Requirement 1: In the SPEP exchange, reproduce the passage from "SPEP abandoned the" to "a strong interest." word for word.
Requirement 2: In the SPEP exchange, what membership figure is given for SPEP by some counts?

Selection:
>>>
John, I am not familiar with your scholarship; I hope you're an exception, but I don't know. I name names all the time: Simon Critchley (I've even written about his intro to Continental philosophy on the blog); Babette Babich and Kelly Oliver, among other SPEPPies, who purport to work on Nietzsche. How many names do you want? And then there are the SPEP programs, like Stony Brook and Emory and Penn State, and the graduates they produce. I've read lots of those files, and gotten to know some of those people. There are occasional exceptions, but it's amazing how poor the training is, and how much innate talent goes wasted because of it. It's really quite unfortunate. If SPEP weren't so busy ghettoizing the Continental traditions, some of these people would have been able to do good work.

John Protevi

Well, as there are by some counts 2500 SPEP members, naming three of them risks a charge of hasty generalization, no? But let's say there are only 1000 core members. Why slander all of them when you don't like the work of some of them?

So I'm asking you straightforwardly here, as a matter of collegiality and professionalism, to stop referring to the quality of work of "SPEP" as a group, as it doesn't seem possible for you or anyone else for that matter to have systematically worked through a big enough sample to allow for a responsible use of the group name. Specificity rather than generalization is called for here I think.

Brian

John, it is an apt generalization, one borne out by 9 out of 10 examples I come across (I'm being conservative).

SPEP abandoned the road of collegiality and professionalism a long time ago. As an organization it does enormous damage to the traditions in philosophy in which I have a strong interest.

John Protevi

9 out of 10 of the ones you "come across"? What are you, the Crest dentists survey guy?

Seriously, Brian, you can and should do better than this. Please, again, stop with the evidence-free assertions and hasty generalizations and adopt some professional responsibility for your actions. Name names, and keep "SPEP" out of it. I'm a SPEP member and you have no right whatsoever to smear my reputation by means of your use of "SPEP" as a blanket term.
<<<
Data section:
>>>
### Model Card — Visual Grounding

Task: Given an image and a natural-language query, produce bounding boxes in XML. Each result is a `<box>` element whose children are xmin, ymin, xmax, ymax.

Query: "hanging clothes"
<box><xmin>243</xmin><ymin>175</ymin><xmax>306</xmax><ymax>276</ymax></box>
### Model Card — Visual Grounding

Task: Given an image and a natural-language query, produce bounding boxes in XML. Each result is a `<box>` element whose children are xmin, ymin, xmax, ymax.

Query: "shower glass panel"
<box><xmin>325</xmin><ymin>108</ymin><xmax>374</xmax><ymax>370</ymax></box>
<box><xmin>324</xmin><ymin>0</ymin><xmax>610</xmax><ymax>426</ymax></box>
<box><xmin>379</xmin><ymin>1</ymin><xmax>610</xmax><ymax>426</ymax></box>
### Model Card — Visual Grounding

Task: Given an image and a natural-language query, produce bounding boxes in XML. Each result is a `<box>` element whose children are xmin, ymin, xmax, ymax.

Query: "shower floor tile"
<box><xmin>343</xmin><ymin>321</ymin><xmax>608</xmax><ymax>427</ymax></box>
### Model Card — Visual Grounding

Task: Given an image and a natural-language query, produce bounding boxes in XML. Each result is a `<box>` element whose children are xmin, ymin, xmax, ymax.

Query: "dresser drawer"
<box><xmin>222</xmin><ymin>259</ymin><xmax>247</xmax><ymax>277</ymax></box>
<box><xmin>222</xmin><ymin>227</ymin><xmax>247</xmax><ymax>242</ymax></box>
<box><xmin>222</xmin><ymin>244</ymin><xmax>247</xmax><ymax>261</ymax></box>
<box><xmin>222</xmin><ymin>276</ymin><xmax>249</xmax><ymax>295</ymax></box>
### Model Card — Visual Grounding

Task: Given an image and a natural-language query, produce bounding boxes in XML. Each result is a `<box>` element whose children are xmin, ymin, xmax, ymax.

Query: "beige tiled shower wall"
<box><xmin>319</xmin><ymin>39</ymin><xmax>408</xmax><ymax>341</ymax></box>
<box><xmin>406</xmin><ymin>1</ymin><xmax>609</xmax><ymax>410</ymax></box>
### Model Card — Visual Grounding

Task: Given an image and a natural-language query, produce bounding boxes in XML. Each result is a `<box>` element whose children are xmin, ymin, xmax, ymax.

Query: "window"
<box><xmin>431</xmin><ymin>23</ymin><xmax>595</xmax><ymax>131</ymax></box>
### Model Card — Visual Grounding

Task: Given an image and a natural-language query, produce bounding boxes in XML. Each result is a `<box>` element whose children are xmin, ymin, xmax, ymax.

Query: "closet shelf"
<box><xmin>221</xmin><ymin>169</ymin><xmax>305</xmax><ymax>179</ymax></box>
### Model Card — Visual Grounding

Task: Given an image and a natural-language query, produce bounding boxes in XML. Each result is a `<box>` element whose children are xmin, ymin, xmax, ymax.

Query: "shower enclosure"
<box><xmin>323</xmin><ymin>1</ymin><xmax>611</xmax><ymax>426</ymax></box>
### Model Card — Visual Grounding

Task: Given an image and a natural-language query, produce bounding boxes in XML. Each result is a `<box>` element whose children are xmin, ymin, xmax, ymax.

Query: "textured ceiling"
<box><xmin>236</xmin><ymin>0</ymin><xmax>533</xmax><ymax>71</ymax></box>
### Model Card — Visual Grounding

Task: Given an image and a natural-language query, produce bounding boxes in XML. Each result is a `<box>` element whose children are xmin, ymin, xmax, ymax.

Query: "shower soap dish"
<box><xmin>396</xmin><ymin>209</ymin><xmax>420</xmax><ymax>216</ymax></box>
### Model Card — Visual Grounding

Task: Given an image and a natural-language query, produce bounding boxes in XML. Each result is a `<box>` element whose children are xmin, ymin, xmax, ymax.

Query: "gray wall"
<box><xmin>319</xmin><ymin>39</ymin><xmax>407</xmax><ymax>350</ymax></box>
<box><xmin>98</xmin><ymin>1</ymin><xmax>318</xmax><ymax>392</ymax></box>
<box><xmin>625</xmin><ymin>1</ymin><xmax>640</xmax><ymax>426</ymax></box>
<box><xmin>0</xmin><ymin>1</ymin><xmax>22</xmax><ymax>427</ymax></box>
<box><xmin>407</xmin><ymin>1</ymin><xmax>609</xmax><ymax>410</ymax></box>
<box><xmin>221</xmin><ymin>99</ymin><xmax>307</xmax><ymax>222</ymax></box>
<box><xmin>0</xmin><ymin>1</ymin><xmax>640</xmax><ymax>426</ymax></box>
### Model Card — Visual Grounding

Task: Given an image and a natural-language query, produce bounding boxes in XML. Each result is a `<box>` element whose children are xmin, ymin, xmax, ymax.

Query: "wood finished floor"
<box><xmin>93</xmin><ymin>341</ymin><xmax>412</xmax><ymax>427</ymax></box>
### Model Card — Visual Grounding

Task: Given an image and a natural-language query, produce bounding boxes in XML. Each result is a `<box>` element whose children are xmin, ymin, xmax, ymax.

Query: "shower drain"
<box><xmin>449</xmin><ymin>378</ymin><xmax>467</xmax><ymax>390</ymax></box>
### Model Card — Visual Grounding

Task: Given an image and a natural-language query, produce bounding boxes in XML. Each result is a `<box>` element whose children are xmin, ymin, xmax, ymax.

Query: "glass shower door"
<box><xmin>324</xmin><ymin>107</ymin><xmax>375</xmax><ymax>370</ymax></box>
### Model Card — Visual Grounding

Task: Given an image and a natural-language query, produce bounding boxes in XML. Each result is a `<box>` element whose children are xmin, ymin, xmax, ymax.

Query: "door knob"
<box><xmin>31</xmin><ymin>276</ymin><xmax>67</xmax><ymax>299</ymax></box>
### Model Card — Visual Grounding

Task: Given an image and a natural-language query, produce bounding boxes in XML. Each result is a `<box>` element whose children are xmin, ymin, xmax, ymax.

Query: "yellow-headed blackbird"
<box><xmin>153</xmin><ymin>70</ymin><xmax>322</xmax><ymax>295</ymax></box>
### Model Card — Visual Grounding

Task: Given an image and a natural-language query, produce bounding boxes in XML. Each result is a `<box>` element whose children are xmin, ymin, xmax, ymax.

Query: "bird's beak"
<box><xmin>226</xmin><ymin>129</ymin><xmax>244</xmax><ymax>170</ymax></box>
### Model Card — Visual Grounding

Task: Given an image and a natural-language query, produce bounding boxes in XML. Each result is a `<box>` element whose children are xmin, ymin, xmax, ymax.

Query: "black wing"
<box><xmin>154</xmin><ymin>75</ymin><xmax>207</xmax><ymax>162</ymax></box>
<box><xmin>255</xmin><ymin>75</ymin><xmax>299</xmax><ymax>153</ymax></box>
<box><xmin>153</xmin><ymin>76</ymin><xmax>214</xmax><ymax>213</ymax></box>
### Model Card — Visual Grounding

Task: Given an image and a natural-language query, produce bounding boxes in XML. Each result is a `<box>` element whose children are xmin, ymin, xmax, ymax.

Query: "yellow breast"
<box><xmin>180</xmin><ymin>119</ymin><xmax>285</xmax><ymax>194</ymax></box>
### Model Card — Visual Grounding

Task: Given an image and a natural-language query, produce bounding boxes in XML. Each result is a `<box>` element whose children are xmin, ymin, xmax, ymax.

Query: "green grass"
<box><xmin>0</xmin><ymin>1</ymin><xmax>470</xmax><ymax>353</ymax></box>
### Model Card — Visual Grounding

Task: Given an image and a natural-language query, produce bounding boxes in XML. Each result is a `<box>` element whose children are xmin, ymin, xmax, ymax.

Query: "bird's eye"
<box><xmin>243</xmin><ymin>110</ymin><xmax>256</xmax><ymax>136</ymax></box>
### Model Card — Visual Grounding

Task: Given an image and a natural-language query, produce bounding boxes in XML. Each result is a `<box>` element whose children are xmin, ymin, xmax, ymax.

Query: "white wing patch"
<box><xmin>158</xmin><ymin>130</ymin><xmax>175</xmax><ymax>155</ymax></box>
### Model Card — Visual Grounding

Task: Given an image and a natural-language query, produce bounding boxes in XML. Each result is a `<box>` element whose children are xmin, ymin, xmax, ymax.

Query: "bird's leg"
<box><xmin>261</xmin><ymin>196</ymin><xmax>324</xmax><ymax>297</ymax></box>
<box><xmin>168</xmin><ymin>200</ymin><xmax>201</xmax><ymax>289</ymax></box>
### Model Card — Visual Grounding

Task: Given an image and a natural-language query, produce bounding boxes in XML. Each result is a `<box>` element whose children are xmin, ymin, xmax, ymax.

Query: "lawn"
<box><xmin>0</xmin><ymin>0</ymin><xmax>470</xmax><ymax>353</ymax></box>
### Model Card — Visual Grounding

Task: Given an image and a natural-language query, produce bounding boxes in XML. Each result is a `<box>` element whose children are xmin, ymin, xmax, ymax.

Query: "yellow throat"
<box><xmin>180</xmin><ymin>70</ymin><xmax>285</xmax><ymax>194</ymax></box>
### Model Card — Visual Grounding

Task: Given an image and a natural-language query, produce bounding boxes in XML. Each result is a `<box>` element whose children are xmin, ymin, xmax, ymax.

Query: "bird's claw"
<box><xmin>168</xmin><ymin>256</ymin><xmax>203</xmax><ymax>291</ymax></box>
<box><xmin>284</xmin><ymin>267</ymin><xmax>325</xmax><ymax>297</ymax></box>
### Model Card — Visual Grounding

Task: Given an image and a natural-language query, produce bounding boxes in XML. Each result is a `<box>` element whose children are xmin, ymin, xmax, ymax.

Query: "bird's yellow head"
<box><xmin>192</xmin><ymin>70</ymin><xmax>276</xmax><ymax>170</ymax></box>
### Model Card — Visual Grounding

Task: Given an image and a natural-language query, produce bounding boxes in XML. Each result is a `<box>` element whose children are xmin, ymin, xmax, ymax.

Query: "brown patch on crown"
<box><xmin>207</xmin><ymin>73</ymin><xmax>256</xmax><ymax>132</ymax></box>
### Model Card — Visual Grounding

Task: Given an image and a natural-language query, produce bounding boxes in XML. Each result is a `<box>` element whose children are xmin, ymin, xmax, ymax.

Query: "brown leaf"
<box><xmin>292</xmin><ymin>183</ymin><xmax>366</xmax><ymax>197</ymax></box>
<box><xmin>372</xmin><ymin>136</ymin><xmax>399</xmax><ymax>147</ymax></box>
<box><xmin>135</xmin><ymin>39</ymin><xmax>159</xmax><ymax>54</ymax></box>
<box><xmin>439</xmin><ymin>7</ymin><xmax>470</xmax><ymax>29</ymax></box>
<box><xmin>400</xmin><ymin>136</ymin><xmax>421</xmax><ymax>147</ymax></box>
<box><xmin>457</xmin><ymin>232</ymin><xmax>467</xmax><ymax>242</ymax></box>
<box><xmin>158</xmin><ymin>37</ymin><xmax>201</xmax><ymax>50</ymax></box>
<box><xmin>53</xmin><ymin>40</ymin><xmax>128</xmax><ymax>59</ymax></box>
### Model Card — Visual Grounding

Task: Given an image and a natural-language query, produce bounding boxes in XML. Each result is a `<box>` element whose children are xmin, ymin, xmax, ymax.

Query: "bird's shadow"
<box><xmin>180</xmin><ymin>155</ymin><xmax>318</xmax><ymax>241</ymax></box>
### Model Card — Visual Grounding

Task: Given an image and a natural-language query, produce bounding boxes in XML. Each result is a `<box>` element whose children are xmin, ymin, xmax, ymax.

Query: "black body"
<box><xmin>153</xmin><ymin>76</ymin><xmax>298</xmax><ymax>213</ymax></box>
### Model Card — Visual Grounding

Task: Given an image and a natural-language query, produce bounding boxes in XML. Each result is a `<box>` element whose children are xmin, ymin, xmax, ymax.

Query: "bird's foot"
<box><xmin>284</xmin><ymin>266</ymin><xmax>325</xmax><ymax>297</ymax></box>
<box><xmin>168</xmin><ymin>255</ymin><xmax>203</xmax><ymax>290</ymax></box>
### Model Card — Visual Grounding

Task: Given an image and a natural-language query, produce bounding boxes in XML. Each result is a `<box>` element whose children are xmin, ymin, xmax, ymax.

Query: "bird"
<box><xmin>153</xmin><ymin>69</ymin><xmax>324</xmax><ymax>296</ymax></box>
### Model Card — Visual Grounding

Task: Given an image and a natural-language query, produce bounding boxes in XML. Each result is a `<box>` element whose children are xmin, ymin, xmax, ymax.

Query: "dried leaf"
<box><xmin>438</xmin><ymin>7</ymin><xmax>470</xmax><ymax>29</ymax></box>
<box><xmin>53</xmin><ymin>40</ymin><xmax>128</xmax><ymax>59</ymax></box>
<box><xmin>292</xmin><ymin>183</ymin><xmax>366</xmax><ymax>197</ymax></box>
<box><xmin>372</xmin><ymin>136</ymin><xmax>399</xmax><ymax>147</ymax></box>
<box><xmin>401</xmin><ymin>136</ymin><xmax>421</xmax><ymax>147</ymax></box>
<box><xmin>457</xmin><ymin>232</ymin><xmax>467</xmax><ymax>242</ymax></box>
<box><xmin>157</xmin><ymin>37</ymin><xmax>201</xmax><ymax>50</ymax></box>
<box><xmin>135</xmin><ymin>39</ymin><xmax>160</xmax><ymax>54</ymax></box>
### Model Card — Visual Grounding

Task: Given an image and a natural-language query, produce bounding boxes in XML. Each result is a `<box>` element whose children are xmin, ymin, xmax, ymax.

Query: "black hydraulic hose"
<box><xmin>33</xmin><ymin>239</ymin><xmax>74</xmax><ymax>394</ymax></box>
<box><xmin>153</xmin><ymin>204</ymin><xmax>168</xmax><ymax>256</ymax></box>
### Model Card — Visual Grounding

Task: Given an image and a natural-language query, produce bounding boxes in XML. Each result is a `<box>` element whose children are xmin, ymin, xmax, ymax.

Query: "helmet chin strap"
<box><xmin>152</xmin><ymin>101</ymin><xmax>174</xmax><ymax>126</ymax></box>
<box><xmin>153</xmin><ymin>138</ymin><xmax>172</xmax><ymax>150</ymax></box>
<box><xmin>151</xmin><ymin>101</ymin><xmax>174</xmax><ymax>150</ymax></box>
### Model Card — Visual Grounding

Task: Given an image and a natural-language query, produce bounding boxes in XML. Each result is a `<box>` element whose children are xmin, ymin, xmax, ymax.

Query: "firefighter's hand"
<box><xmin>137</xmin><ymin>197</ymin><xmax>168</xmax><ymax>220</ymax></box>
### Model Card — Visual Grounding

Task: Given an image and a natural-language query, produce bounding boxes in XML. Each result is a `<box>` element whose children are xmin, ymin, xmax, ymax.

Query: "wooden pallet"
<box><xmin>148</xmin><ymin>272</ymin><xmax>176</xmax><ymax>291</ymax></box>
<<<
Written response 1:
SPEP abandoned the road of collegiality and professionalism a long time ago. As an organization it does enormous damage to the traditions in philosophy in which I have a strong interest.

Written response 2: By some counts, SPEP has 2500 members.